■ **DIRECTION**:
Determine how many lines of the records below contain the word "space". Reply with the number alone.

[begin PROVIDED INFORMATION]

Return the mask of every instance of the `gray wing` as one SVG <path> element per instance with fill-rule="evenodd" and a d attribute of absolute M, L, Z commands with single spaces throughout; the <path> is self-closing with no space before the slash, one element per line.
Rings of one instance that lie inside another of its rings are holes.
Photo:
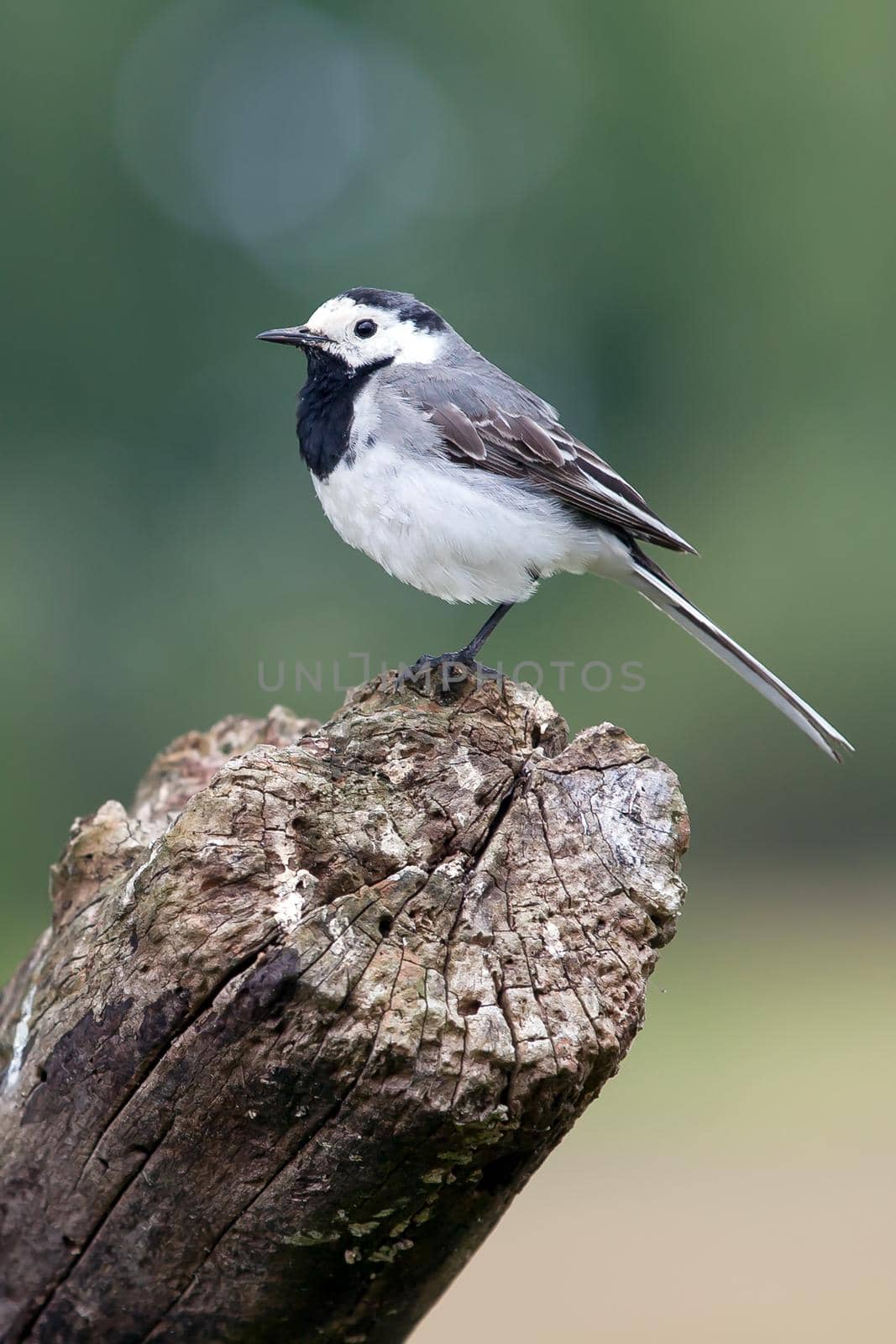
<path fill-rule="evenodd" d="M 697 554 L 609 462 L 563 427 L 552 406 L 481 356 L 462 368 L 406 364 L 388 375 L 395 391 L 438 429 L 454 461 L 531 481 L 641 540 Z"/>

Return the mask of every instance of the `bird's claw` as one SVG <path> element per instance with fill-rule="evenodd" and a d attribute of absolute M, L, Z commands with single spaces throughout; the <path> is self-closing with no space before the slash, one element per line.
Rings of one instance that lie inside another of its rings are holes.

[end PROVIDED INFORMATION]
[begin PROVIDED INFORMATION]

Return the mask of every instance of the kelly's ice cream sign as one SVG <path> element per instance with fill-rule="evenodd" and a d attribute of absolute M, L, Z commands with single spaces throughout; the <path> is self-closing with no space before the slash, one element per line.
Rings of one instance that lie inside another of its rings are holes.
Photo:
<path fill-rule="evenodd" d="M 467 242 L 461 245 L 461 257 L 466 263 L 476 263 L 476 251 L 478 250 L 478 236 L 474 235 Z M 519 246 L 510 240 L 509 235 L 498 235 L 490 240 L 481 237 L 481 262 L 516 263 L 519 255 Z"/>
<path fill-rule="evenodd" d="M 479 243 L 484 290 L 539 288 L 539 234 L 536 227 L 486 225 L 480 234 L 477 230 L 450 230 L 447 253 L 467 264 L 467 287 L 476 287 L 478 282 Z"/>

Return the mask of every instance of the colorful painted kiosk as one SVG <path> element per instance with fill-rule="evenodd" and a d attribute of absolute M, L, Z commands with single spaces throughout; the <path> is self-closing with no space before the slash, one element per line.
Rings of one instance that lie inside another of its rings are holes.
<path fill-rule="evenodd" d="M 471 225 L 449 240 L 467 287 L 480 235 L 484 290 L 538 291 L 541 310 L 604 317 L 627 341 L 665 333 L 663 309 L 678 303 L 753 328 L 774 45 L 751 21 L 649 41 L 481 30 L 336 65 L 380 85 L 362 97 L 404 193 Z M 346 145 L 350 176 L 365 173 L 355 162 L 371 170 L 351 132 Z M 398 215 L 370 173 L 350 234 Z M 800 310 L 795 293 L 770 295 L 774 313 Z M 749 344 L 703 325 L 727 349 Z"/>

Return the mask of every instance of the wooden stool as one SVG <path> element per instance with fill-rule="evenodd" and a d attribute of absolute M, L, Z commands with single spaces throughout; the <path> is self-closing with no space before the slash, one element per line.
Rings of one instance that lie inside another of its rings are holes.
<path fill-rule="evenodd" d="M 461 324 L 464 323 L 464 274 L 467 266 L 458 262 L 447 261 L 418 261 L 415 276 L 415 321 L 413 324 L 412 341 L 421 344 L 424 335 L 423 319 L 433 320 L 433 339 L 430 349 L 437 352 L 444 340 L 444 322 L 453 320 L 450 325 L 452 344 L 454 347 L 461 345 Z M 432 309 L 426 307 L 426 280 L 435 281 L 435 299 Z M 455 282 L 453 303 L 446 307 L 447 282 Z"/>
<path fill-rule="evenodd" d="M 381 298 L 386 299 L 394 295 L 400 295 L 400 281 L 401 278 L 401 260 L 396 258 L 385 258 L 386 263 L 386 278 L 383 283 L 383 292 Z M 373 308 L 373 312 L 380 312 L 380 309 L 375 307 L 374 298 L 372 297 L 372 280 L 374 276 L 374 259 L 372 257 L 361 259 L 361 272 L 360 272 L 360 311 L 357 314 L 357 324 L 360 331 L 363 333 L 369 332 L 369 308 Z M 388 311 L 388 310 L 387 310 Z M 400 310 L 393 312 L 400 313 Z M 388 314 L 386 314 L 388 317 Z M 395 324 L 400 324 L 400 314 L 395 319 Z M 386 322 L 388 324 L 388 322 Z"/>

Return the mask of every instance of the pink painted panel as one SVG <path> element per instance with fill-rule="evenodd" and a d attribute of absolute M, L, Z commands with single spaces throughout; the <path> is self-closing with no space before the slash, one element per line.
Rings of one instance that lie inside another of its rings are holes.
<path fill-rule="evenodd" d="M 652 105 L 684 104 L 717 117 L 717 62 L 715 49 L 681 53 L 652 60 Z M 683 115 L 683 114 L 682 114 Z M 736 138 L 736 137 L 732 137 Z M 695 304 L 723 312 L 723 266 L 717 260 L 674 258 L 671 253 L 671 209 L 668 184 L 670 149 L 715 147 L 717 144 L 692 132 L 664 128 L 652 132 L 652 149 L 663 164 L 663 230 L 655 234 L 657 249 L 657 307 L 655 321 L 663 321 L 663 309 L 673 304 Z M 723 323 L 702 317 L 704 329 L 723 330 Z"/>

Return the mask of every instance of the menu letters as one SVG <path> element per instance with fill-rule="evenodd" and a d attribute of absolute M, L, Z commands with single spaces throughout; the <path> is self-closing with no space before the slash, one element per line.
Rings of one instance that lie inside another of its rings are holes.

[end PROVIDED INFORMATION]

■ **RESULT**:
7